Items from a data source

-------

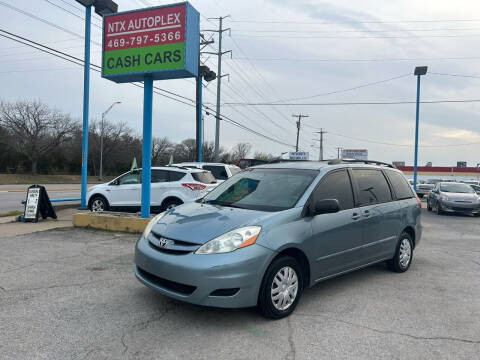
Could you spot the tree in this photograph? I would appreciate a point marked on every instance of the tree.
(36, 130)
(240, 151)
(162, 148)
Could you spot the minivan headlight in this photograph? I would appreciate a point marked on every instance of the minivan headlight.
(231, 241)
(148, 228)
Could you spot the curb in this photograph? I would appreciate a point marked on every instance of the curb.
(111, 221)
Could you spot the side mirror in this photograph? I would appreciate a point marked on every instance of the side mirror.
(326, 206)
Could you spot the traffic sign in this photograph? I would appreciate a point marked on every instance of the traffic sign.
(162, 42)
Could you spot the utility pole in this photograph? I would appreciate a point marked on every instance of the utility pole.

-------

» **Requirement**: Output each record verbatim, but skip anything that is a picture.

» **The answer**:
Could you spot the tree in this photograph? I would appreciate a point marked on every instance of the tree.
(36, 130)
(240, 151)
(162, 148)
Could you spot the minivan headlight in this photograph? I would appreciate a point marked on every instance of the minivan headlight.
(231, 241)
(148, 228)
Could you spot the curb in this photograph? I would appreciate a point marked on every instance of the curb.
(111, 221)
Could you spot the side mirror in this photograph? I would appreciate a point marked on every instance of the side mirror.
(326, 206)
Could you spot the traffic sign in this photograph? I would appreciate a point marked on every instance of the traffic sign.
(162, 42)
Could you spot the utility pole in this photograph? I would appreciate a point marked on every instance of the utility pole.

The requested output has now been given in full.